> _Set task A_: Render this sentence from the sanctions module in Spanish: "Sanctions risk is not limited to 'bad customers.'"
> _Set task B_: Which four types of sanctions does the title of the sanctions module list?

5 Jan 2026
Module 2 — Types of Sanctions (List-Based, Country/Region, Sectoral, Secondary)
A practical taxonomy of sanctions types with examples and employee takeaways for EU and US regimes.

Module 2 — Types of Sanctions (EU + US)
Goal of this module
After this module, you should be able to:
- Name the main types of sanctions used in EU and US regimes.
- Understand how each type creates compliance and business risk for PSPs, acquirers, processors, neo banks, and marketplaces.
- Know why sanctions controls must cover more than only the customer name.
Why this matters for your role (payments + platforms)
Sanctions risk is not limited to “bad customers.” In your day-to-day work, sanctions risk appears in:
- Onboarding: merchants, sellers, customers, vendors, partners, service providers.
- Transactions: card payments, bank transfers, payouts, refunds, chargebacks, crypto on/off-ramps.
- Platforms: marketplace listings, fulfillment, cross-border shipping, digital services delivery.

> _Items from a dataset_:

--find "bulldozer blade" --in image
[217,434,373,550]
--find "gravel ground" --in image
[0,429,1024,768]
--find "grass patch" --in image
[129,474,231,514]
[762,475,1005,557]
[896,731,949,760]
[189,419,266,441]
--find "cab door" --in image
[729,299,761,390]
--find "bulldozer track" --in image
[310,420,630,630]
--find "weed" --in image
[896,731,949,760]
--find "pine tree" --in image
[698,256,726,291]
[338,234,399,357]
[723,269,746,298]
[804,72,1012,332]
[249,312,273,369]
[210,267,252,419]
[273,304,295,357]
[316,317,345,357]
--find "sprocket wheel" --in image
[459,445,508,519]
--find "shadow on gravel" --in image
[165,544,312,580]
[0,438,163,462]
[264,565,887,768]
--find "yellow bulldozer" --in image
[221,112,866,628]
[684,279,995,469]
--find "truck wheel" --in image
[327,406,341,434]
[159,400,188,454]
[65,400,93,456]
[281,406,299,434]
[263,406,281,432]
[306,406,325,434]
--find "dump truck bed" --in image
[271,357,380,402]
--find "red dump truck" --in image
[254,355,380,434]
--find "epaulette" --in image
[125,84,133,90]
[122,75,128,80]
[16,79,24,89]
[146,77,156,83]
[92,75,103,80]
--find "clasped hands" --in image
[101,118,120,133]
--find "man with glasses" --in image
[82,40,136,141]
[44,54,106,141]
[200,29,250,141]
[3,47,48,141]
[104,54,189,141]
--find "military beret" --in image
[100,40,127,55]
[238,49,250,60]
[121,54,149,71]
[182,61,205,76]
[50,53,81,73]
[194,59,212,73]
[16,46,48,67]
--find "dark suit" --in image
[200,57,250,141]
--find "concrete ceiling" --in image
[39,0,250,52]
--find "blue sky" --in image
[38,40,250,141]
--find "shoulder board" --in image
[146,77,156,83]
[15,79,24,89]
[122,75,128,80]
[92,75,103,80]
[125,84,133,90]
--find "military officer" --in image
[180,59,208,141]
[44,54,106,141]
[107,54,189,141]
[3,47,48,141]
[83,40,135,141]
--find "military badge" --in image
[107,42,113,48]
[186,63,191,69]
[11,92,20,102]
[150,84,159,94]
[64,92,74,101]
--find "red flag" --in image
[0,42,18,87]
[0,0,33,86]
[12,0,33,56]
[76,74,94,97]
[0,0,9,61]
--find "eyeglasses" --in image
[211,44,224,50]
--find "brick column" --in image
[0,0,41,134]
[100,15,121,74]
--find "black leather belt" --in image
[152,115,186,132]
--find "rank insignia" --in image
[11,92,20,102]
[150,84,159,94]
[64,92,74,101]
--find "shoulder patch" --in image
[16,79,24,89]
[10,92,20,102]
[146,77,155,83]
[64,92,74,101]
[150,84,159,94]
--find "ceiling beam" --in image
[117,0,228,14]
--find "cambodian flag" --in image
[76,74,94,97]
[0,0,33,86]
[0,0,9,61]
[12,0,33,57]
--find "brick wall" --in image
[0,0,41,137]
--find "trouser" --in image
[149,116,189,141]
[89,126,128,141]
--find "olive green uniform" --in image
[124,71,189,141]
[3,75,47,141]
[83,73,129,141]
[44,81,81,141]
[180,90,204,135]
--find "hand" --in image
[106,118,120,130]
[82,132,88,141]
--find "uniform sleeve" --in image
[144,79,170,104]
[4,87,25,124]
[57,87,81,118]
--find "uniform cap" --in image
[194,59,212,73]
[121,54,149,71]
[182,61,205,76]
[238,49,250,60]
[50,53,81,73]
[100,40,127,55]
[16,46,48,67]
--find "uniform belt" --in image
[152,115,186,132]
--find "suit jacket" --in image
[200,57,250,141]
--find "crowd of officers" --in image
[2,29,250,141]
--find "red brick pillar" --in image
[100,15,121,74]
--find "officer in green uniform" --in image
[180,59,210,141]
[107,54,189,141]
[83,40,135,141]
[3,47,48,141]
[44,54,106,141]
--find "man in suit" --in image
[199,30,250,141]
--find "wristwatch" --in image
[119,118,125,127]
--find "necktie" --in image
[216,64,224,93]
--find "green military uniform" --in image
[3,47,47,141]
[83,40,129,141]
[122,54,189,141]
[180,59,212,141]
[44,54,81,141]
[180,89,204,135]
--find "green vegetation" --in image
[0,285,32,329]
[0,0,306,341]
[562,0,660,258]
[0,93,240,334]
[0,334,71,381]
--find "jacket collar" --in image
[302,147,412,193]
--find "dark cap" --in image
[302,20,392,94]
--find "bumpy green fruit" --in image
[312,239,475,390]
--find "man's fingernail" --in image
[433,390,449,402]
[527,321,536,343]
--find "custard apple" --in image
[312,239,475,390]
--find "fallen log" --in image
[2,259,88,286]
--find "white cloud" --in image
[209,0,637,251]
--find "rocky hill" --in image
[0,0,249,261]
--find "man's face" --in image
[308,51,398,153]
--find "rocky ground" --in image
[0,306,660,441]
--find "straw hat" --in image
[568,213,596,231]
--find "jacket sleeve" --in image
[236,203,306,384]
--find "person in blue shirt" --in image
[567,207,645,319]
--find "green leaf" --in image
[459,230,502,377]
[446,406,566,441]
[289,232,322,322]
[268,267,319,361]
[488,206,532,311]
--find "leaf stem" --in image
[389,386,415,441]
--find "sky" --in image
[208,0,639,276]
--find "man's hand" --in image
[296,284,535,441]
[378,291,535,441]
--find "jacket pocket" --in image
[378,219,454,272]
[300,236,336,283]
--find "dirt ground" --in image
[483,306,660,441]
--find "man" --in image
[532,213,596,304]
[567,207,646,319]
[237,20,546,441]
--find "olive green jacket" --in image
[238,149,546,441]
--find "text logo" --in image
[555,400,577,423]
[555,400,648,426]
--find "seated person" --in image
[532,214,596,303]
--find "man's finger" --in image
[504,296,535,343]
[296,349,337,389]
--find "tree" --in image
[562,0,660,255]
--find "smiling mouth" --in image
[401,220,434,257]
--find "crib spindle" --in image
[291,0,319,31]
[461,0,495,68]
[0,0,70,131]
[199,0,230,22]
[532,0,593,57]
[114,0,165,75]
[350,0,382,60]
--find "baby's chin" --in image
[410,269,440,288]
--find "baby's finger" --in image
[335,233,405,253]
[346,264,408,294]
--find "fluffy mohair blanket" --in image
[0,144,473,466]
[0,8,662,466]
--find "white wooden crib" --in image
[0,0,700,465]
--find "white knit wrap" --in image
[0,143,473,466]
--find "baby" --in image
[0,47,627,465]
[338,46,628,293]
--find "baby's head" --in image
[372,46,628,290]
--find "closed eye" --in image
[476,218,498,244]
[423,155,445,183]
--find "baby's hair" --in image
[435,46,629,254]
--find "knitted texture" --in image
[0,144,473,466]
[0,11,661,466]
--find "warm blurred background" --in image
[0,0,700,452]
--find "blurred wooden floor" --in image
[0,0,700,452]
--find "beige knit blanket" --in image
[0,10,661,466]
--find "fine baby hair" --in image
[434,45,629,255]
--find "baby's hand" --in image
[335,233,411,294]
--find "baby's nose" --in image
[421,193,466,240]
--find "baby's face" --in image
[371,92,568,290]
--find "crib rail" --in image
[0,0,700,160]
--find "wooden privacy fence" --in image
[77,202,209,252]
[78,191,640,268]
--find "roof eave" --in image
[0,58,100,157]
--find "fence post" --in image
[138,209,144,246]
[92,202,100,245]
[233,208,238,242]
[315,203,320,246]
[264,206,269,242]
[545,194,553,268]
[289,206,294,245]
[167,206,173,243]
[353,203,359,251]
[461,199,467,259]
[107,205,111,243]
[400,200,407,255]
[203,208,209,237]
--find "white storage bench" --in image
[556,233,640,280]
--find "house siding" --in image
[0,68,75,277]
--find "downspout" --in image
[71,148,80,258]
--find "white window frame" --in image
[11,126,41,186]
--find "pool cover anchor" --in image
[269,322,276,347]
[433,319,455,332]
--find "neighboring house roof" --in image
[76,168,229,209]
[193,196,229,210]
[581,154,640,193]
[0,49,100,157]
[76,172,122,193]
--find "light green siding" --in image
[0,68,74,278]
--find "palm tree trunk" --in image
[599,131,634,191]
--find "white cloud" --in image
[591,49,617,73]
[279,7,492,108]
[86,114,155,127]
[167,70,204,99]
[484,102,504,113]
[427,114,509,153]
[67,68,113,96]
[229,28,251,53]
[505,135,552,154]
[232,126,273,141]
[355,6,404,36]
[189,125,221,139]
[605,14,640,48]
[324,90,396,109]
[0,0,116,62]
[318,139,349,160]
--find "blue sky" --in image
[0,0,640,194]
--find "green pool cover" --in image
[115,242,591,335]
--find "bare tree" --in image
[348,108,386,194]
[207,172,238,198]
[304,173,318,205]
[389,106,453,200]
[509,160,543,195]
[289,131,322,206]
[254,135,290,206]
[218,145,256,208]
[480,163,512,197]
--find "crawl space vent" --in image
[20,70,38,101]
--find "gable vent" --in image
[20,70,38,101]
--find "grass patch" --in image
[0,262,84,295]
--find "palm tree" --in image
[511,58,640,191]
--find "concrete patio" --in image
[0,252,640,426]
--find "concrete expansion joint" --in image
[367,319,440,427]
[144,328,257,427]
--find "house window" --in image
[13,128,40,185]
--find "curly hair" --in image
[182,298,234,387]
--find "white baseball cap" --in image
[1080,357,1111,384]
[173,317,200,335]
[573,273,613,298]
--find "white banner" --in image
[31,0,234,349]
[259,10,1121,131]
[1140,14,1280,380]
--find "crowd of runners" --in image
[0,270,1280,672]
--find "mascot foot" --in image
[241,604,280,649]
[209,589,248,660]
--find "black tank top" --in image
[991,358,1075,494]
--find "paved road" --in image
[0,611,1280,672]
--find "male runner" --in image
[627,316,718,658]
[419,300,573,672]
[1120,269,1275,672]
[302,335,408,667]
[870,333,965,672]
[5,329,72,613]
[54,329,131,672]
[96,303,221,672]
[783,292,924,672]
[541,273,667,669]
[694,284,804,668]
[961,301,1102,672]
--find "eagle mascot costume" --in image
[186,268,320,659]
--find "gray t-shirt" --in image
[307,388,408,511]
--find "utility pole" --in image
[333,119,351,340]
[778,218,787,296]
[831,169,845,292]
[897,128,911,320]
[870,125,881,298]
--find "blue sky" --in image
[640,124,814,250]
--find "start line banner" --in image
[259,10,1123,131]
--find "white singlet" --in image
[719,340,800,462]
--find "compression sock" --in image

> _Expected output A_: El riesgo de sanciones no se limita a los «malos clientes».

> _Expected output B_: List-based, country/region, sectoral, and secondary.